■ Record extracts ■
++++++++++++++++++++
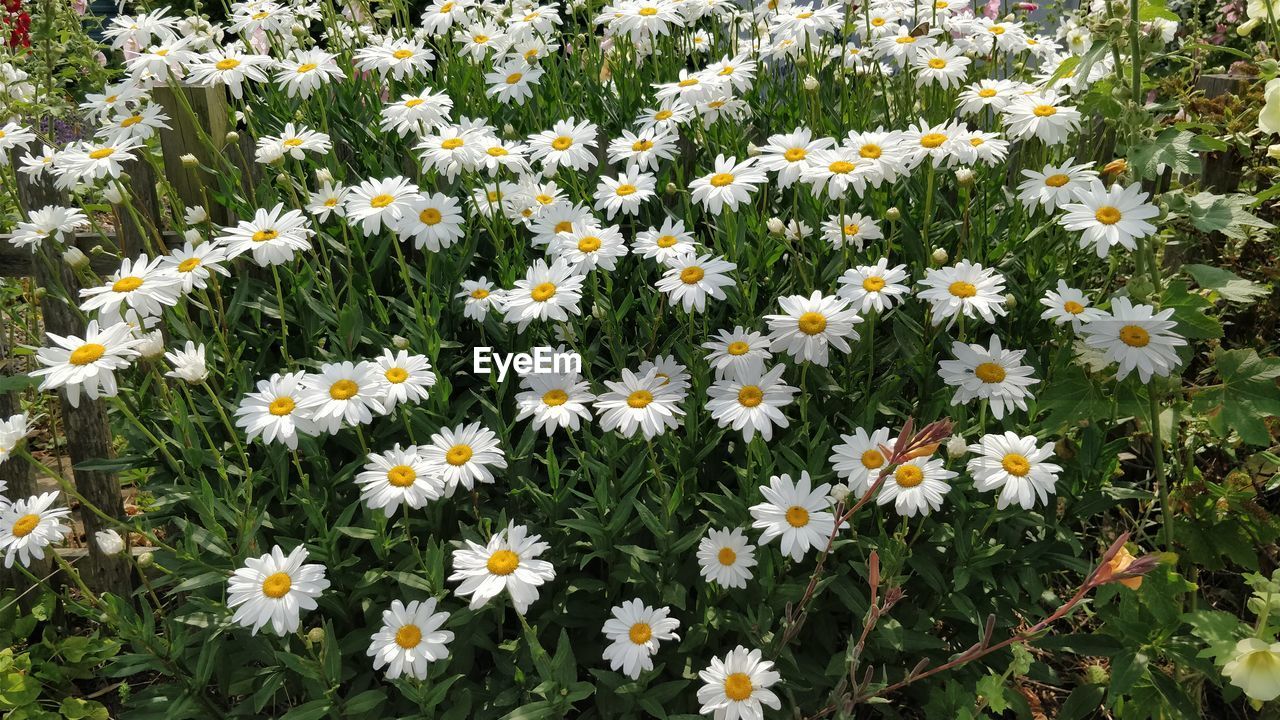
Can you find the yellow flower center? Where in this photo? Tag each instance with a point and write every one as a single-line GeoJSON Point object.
{"type": "Point", "coordinates": [127, 283]}
{"type": "Point", "coordinates": [908, 475]}
{"type": "Point", "coordinates": [543, 292]}
{"type": "Point", "coordinates": [798, 516]}
{"type": "Point", "coordinates": [24, 525]}
{"type": "Point", "coordinates": [1107, 215]}
{"type": "Point", "coordinates": [690, 276]}
{"type": "Point", "coordinates": [640, 633]}
{"type": "Point", "coordinates": [277, 586]}
{"type": "Point", "coordinates": [872, 459]}
{"type": "Point", "coordinates": [737, 687]}
{"type": "Point", "coordinates": [280, 406]}
{"type": "Point", "coordinates": [408, 637]}
{"type": "Point", "coordinates": [812, 323]}
{"type": "Point", "coordinates": [1015, 465]}
{"type": "Point", "coordinates": [401, 475]}
{"type": "Point", "coordinates": [639, 399]}
{"type": "Point", "coordinates": [458, 455]}
{"type": "Point", "coordinates": [932, 140]}
{"type": "Point", "coordinates": [343, 390]}
{"type": "Point", "coordinates": [503, 563]}
{"type": "Point", "coordinates": [87, 352]}
{"type": "Point", "coordinates": [990, 373]}
{"type": "Point", "coordinates": [1133, 336]}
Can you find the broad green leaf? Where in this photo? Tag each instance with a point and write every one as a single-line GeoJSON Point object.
{"type": "Point", "coordinates": [1244, 397]}
{"type": "Point", "coordinates": [1226, 283]}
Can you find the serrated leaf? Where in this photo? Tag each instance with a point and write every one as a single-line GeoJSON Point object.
{"type": "Point", "coordinates": [1246, 396]}
{"type": "Point", "coordinates": [1226, 283]}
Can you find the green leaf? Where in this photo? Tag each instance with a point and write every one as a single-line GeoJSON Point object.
{"type": "Point", "coordinates": [1226, 283]}
{"type": "Point", "coordinates": [1189, 311]}
{"type": "Point", "coordinates": [1170, 149]}
{"type": "Point", "coordinates": [1246, 396]}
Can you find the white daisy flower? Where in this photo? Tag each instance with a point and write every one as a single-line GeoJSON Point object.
{"type": "Point", "coordinates": [635, 632]}
{"type": "Point", "coordinates": [726, 557]}
{"type": "Point", "coordinates": [812, 324]}
{"type": "Point", "coordinates": [275, 588]}
{"type": "Point", "coordinates": [508, 561]}
{"type": "Point", "coordinates": [915, 487]}
{"type": "Point", "coordinates": [1015, 466]}
{"type": "Point", "coordinates": [737, 687]}
{"type": "Point", "coordinates": [1137, 337]}
{"type": "Point", "coordinates": [398, 477]}
{"type": "Point", "coordinates": [643, 402]}
{"type": "Point", "coordinates": [795, 513]}
{"type": "Point", "coordinates": [410, 639]}
{"type": "Point", "coordinates": [30, 525]}
{"type": "Point", "coordinates": [988, 373]}
{"type": "Point", "coordinates": [752, 401]}
{"type": "Point", "coordinates": [462, 455]}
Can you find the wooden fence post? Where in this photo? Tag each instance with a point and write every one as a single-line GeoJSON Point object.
{"type": "Point", "coordinates": [210, 110]}
{"type": "Point", "coordinates": [88, 436]}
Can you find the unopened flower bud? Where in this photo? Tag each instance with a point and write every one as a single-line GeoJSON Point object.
{"type": "Point", "coordinates": [74, 258]}
{"type": "Point", "coordinates": [109, 542]}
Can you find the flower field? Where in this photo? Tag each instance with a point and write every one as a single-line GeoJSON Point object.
{"type": "Point", "coordinates": [639, 359]}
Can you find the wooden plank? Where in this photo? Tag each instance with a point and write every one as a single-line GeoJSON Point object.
{"type": "Point", "coordinates": [88, 436]}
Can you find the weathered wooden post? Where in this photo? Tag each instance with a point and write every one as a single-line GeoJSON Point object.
{"type": "Point", "coordinates": [88, 436]}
++++++++++++++++++++
■ Task statement ■
Please rewrite all the records above, swapping "photo" for "image" and leaving everything else unchanged. Leave the pictures out of your answer.

■ Output for this task ■
Can you find the yellow flower center? Where in this image? Tag each instance with a point and write every one as a single-line GeoJSON Point object.
{"type": "Point", "coordinates": [127, 283]}
{"type": "Point", "coordinates": [908, 475]}
{"type": "Point", "coordinates": [543, 292]}
{"type": "Point", "coordinates": [798, 516]}
{"type": "Point", "coordinates": [24, 525]}
{"type": "Point", "coordinates": [1107, 215]}
{"type": "Point", "coordinates": [690, 276]}
{"type": "Point", "coordinates": [640, 633]}
{"type": "Point", "coordinates": [277, 586]}
{"type": "Point", "coordinates": [872, 459]}
{"type": "Point", "coordinates": [737, 687]}
{"type": "Point", "coordinates": [280, 406]}
{"type": "Point", "coordinates": [408, 637]}
{"type": "Point", "coordinates": [812, 323]}
{"type": "Point", "coordinates": [1015, 465]}
{"type": "Point", "coordinates": [401, 475]}
{"type": "Point", "coordinates": [639, 399]}
{"type": "Point", "coordinates": [458, 455]}
{"type": "Point", "coordinates": [932, 140]}
{"type": "Point", "coordinates": [343, 390]}
{"type": "Point", "coordinates": [503, 563]}
{"type": "Point", "coordinates": [87, 352]}
{"type": "Point", "coordinates": [990, 373]}
{"type": "Point", "coordinates": [1133, 336]}
Can you find the broad green leaf? Where in this image? Tag each instance with a point and write every one as a single-line GeoJSON Point object.
{"type": "Point", "coordinates": [1244, 397]}
{"type": "Point", "coordinates": [1226, 283]}
Can you find the serrated leaf? Where in this image? Tag each instance with a point and write every one as a single-line GeoJSON Point object.
{"type": "Point", "coordinates": [1246, 396]}
{"type": "Point", "coordinates": [1226, 283]}
Can you find the green leaf? Where in this image? Tag each instance with a point and write every one as a single-line GeoJSON Point object.
{"type": "Point", "coordinates": [1226, 283]}
{"type": "Point", "coordinates": [1189, 311]}
{"type": "Point", "coordinates": [1170, 149]}
{"type": "Point", "coordinates": [1246, 396]}
Can you find the white daisy flower? Where in this image? Tag each instance with a point and write every one as a single-line GeoJSON Point object.
{"type": "Point", "coordinates": [635, 632]}
{"type": "Point", "coordinates": [726, 557]}
{"type": "Point", "coordinates": [812, 324]}
{"type": "Point", "coordinates": [275, 588]}
{"type": "Point", "coordinates": [508, 561]}
{"type": "Point", "coordinates": [915, 487]}
{"type": "Point", "coordinates": [1015, 466]}
{"type": "Point", "coordinates": [737, 687]}
{"type": "Point", "coordinates": [1137, 337]}
{"type": "Point", "coordinates": [398, 477]}
{"type": "Point", "coordinates": [643, 402]}
{"type": "Point", "coordinates": [795, 513]}
{"type": "Point", "coordinates": [410, 639]}
{"type": "Point", "coordinates": [30, 525]}
{"type": "Point", "coordinates": [988, 373]}
{"type": "Point", "coordinates": [752, 401]}
{"type": "Point", "coordinates": [462, 455]}
Can you find the wooden fence post? Where in this image? Tag each instance with a point and write every one as a single-line GeoJSON Point object.
{"type": "Point", "coordinates": [210, 110]}
{"type": "Point", "coordinates": [88, 436]}
Can you find the unopened flower bud? Where in this image? Tag each instance with a point and write every one as a single-line GeoJSON Point object.
{"type": "Point", "coordinates": [74, 258]}
{"type": "Point", "coordinates": [109, 542]}
Can you find the flower field? Where in this image? Tag each instance with a point and write every one as a single-line GeoJSON Point object.
{"type": "Point", "coordinates": [639, 359]}
Can you find the wooden plank? Where in this image? Tag each instance with a point and write every one as a single-line GeoJSON Point object.
{"type": "Point", "coordinates": [88, 436]}
Can you find the weathered wooden post? Where in this image? Tag each instance with a point and write every one as a single-line GeoJSON Point object.
{"type": "Point", "coordinates": [88, 436]}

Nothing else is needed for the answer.